Given exercise
Continue the news passage about the George Zimmerman court hearing from where it stops.

The court was also shown the last minutes of a video taken by Sanford police on Feb. 27 in which Zimmerman discusses wounds to his nose and head.
Zimmerman appeared at the hearing wearing a grey suit, after O’Mara had successfully argued that showing up in prison garb and shackles could damage his client’s chances of getting a fair trial.
Martin’s older brother Jahvaris Martin attended the hearing, along with Trayvon’s parents, Tracy Martin and Sybrina Fulton. The family was escorted — and sat with — family attorney Benjamin Crump.
Following the money
At the start of the hearing, the first witness to testify, at the request of Zimmerman’s defense attorney Mark O’Mara, was an accounting expert Adam MaGill, who detailed a series of money transfers conducted by the defendant’s wife, using money contributed for his legal defense.
MaGill, who was called by O’Mara said he was asked by O’Mara to look at records of money transfers from Zimmerman’s PayPal account to the official legal defense fund later established by O’Mara.
Prosecutors charge that Zimmerman, and his wife Shellie misled the court about their finances his first bail hearing.
Shellie Zimmerman testified at that April 20 proceeding that she did not know how much money was in a PayPal account set up for contributions to her husband’s legal defense.

Record extracts
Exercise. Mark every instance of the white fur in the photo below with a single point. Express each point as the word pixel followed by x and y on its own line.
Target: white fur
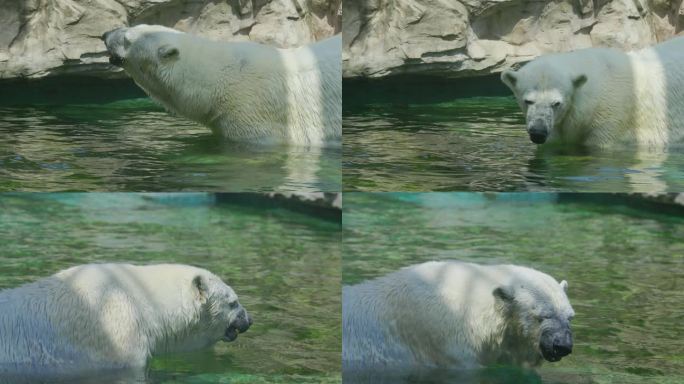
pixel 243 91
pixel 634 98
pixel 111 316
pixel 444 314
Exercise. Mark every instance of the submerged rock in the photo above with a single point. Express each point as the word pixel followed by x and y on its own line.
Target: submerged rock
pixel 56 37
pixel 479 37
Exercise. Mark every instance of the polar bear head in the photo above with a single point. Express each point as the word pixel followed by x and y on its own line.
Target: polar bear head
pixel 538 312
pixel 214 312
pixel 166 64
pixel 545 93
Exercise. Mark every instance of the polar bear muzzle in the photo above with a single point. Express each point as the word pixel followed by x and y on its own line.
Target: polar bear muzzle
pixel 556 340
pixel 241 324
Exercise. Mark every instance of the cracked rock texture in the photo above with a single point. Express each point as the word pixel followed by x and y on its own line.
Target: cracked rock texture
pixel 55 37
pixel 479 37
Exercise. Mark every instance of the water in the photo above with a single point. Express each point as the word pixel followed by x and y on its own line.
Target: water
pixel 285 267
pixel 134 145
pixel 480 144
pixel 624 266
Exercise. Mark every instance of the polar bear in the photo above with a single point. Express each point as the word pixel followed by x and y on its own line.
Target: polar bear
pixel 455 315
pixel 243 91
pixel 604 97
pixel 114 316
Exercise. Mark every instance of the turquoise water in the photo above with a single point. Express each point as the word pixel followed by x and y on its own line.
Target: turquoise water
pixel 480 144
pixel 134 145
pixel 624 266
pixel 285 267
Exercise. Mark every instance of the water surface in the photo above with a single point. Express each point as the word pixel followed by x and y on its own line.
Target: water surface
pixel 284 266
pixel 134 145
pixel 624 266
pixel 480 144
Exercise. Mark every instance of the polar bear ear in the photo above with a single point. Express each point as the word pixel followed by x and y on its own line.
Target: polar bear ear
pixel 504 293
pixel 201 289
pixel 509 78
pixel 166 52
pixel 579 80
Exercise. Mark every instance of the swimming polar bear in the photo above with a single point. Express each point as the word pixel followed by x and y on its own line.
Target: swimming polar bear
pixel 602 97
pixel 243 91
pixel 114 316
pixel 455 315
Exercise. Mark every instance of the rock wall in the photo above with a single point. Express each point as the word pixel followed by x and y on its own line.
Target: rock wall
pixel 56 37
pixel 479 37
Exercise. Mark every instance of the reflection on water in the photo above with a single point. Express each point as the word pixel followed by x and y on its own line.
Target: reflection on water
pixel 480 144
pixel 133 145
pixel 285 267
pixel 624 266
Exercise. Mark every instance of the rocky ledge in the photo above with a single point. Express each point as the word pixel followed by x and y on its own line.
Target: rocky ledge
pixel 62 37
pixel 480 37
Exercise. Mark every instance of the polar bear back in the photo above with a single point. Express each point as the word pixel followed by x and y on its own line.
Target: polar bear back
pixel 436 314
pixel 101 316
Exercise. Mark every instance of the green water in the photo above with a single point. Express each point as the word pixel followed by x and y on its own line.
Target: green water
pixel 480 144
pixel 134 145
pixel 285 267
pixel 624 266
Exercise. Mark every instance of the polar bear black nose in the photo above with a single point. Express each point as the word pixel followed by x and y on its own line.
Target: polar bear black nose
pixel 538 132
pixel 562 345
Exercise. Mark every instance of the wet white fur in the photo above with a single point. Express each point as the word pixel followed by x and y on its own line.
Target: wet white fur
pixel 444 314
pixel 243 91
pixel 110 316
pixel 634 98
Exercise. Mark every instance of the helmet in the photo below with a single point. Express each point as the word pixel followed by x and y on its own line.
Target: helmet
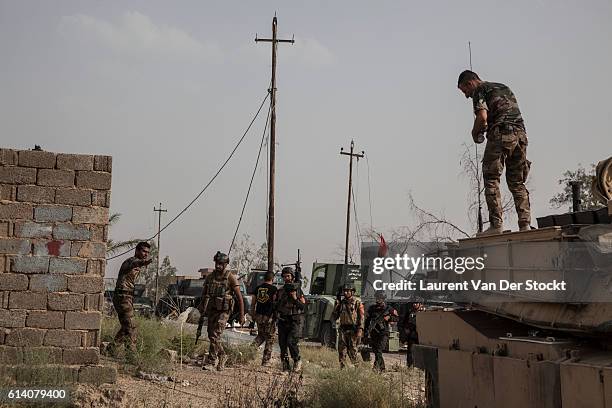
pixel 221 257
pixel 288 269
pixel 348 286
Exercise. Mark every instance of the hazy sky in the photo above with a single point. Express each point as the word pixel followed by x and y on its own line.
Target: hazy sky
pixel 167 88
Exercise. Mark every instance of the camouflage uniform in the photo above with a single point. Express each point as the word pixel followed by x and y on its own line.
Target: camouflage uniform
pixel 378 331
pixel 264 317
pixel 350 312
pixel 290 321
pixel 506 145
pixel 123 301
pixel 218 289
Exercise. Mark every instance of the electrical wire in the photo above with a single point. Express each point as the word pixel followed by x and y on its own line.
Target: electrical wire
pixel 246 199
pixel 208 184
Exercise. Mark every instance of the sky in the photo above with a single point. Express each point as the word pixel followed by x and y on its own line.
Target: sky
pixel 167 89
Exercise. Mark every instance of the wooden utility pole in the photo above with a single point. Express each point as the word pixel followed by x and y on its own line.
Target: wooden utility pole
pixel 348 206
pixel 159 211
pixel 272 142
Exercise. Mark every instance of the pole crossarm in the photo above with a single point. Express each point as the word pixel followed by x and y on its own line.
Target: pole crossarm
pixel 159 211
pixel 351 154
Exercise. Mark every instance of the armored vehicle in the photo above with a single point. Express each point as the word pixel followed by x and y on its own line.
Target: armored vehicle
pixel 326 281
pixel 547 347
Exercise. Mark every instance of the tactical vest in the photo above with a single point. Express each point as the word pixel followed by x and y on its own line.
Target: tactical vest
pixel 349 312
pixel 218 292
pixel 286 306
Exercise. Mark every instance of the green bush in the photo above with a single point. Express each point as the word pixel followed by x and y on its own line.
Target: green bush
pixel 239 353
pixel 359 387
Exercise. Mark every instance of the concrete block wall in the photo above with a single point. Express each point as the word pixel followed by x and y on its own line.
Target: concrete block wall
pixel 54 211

Exercise output
In recorded telephone conversations from jail prior to that date, Zimmerman and his wife appear to discuss — in thinly disguised code — the amount of money in the account, and he instructs her to make a series of transfers to other accounts, the prosecution charges.
Special Prosecutor Angela Corey used the recordings to persuade the judge to revoke the original bond for George Zimmerman. Shellie Zimmerman was arrested on June 12, charged with perjury and released on $1,000 bond.
She was not present at Friday’s bond hearing for her husband.
O’Mara told NBC on Thursday that if Zimmerman is released on bond, he would go back into hiding for his own safety. The shooting death of Martin, an unarmed black teenager, in February has stirred an emotional national debate about race, gun rights and “stand your ground” laws like the one in Florida that use a broad definition of self-defense.